Your assignment:
Filter the entries for lines with the word "positive".

Dataset entries:
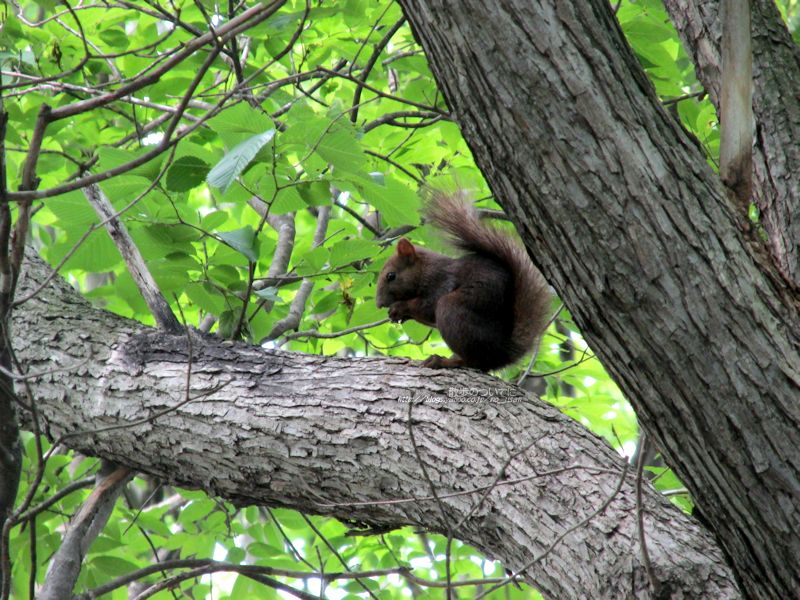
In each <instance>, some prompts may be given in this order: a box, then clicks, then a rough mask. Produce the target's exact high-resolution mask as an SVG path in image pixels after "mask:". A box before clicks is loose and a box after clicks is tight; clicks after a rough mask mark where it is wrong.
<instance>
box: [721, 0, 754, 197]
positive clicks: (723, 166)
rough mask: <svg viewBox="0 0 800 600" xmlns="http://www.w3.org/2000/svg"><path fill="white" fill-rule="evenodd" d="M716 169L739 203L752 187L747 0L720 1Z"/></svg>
mask: <svg viewBox="0 0 800 600" xmlns="http://www.w3.org/2000/svg"><path fill="white" fill-rule="evenodd" d="M720 126H721V131H720V149H719V172H720V176H721V177H722V182H723V183H724V184H725V185H726V186H727V187H728V189H730V190H731V191H732V192H733V194H734V196H735V197H736V200H738V202H739V204H740V206H742V207H744V208H746V207H747V206H748V204H749V203H750V194H751V193H752V189H753V56H752V44H751V43H750V0H722V97H721V102H720Z"/></svg>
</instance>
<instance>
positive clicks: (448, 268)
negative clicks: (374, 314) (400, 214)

Task answer:
positive clicks: (723, 166)
positive clicks: (448, 268)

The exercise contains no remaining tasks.